_Testo dell'esercizio:_
::::::::

I robot umanoidi hanno la capacità di plasmare le nostre idee e perfino la concezione stessa della vita: per questo rientrano nella nuova categoria delle “macchine allusive”, ovvero una classe di tecnologie capaci di spingerci in modo naturale e quasi impercettibile ad allargare i nostri orizzonti e sviluppare nuove credenze, perfino a riconsiderare il concetto di vita al di là dei tradizionali confini biologici. A indicarlo è uno studio della IT University of Copenhagen, presentato a Oslo in occasione della conferenza sull’interazione uomo-computer NordiCHI 2018.

I ricercatori hanno lavorato per cinque mesi nel laboratorio giapponese dove è nato il robot umanoide Alter, famoso in tutto il mondo per le sembianze e i movimenti estremamente naturali, che lo fanno sembrare quasi vivo nonostante abbia testa e braccia collegate a un tronco fatto di circuiti e fili a vista. Esaminando le sue interazioni con gli umani (ovvero i suoi sviluppatori e le persone del pubblico a cui viene spesso presentato), è emerso che Alter è in grado di modificare il loro modo di concepire la vita e le qualità che definiscono ciò che è vivente.

“L’interazione con il robot, che non è una forma di vita biologica, ci spinge ad allargare i nostri orizzonti e a sviluppare nuove concezioni”, commenta Antonio Frisoli, del laboratorio di robotica percettiva della Scuola Superiore Sant’Anna di Pisa. Non è la prima volta che la tecnologia cambia il nostro modo di pensare: “E’ il caso ad esempio dei videogame e soprattutto della realtà virtuale, che può farci vivere esperienze che ci toccano nel profondo anche a scopo terapeutico, ad esempio per cancellare un trauma o una fobia”. Per il momento l’impatto dei robot sulla nostra mente non è ancora così evidente “perché sono ancora confinati ai laboratori di ricerca – sottolinea Frisoli -. Ma dobbiamo iniziare a pensare a quello che accadrà in futuro, ad esempio quando gli anziani saranno assistiti da robot badanti: dobbiamo ancora capire che tipo di rapporto instaureranno con queste entità dotate di comportamenti autonomi”.

::::::::

_Voci memorizzate:_
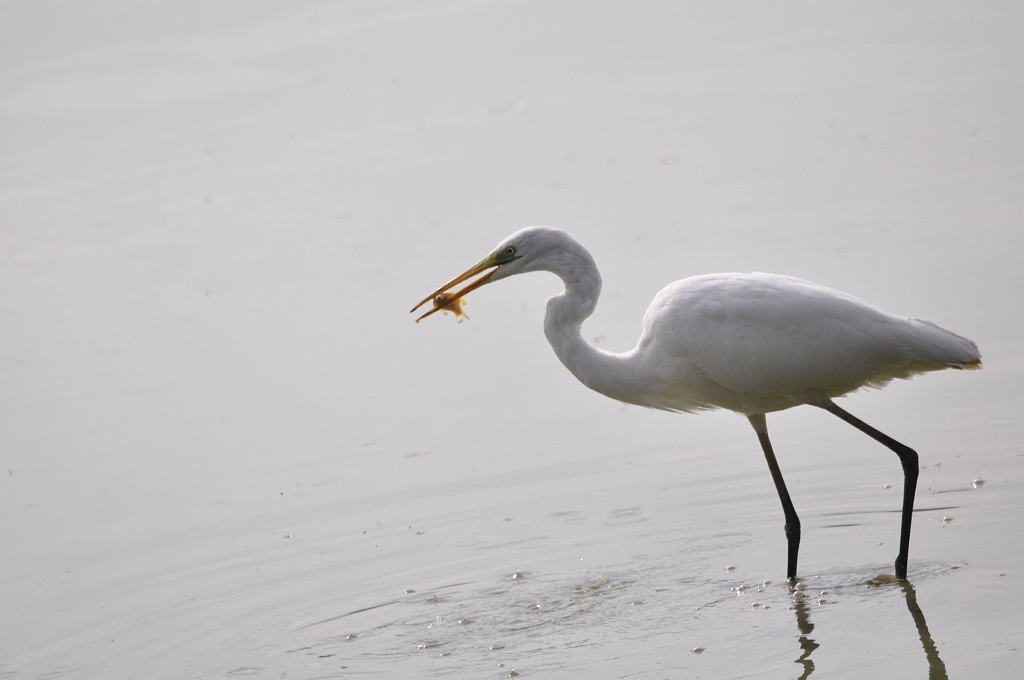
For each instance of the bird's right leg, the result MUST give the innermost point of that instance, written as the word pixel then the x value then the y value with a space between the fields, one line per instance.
pixel 792 520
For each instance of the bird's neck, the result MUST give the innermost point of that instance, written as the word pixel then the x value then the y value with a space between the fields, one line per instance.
pixel 603 372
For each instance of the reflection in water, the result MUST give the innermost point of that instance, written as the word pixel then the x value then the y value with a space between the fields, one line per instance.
pixel 807 645
pixel 936 669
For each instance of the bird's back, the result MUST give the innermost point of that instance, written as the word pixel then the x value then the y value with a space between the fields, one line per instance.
pixel 762 342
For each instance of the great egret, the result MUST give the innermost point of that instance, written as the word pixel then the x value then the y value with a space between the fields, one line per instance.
pixel 753 343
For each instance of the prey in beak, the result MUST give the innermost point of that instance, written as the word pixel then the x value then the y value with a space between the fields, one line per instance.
pixel 453 302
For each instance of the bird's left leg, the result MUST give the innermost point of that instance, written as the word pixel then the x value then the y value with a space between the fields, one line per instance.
pixel 792 520
pixel 908 458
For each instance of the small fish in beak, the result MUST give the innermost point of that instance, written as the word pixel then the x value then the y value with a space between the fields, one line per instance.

::::::::

_Consegna:_
Indichi tutte le parti del corpo del robot Alter nominate nel testo sui robot umanoidi.

_Spazio risposta:_
Testa, braccia, tronco.